Pull out each line below that contains the string "tower", and copy those lines. Case counts.

>> Begin

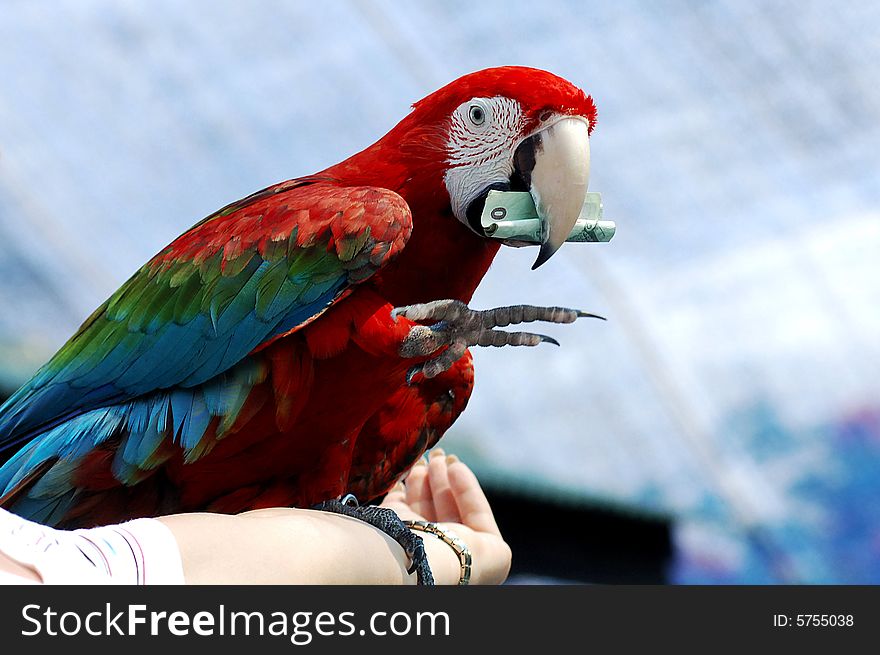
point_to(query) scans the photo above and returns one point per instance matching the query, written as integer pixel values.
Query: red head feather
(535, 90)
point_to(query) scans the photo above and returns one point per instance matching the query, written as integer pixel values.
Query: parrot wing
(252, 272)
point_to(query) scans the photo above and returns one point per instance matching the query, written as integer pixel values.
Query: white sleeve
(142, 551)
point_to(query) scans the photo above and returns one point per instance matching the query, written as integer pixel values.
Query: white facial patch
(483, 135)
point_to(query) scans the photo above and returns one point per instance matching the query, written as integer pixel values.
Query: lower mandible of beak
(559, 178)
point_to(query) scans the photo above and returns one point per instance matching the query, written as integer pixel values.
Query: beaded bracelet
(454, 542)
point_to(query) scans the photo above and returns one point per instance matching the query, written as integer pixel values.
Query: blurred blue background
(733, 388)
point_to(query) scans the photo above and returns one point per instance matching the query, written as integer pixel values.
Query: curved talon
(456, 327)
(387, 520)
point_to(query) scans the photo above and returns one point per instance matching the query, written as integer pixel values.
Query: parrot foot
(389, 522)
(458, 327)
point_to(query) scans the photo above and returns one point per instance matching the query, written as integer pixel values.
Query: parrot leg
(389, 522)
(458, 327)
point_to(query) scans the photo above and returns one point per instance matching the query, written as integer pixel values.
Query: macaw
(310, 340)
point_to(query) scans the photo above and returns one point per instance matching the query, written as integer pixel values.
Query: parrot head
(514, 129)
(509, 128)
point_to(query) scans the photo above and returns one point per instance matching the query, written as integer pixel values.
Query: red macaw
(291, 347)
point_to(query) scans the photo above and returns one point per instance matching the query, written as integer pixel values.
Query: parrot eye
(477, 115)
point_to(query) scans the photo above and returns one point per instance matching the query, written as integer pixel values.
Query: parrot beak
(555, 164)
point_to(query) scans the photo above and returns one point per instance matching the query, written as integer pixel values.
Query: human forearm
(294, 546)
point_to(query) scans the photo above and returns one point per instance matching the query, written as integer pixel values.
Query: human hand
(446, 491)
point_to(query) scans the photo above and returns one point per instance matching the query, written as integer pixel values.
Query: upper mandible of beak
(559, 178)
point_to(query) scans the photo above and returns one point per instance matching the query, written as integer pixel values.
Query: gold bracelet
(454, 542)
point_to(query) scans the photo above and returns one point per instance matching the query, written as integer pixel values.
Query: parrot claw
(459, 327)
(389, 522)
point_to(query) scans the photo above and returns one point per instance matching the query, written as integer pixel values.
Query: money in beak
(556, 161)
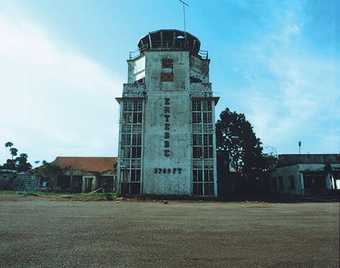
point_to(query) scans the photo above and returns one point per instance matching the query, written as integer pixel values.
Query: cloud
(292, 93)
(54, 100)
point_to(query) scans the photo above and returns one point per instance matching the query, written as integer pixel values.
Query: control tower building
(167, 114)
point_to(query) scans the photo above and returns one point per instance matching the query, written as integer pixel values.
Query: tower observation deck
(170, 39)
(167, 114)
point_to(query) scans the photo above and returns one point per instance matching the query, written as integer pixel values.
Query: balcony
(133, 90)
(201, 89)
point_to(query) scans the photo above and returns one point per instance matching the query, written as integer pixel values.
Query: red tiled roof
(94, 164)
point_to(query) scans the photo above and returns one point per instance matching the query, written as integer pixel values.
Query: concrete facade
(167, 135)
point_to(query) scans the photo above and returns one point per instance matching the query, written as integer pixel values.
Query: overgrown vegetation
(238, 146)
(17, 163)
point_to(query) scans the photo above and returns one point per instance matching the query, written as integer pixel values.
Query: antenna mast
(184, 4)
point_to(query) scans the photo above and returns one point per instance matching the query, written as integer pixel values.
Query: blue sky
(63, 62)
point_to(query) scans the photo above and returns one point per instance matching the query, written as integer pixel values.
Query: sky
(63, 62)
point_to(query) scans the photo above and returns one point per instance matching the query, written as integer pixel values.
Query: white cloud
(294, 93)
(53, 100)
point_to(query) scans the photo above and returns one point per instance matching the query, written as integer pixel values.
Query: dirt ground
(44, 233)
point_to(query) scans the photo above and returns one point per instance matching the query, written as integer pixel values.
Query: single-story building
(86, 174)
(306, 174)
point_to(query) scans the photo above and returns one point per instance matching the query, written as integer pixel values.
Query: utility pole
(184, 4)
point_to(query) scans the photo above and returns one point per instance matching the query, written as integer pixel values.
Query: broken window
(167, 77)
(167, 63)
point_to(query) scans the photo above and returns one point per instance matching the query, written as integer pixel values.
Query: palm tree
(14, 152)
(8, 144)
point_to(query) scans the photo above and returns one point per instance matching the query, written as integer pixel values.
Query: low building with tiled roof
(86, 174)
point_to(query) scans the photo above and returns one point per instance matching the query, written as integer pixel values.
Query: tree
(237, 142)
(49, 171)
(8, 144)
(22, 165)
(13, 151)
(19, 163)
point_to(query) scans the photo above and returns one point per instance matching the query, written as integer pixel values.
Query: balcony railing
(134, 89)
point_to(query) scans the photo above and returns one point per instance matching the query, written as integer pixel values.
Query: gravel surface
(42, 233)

>> End

● CORRECT RESULT:
Query: control tower building
Query: tower observation deck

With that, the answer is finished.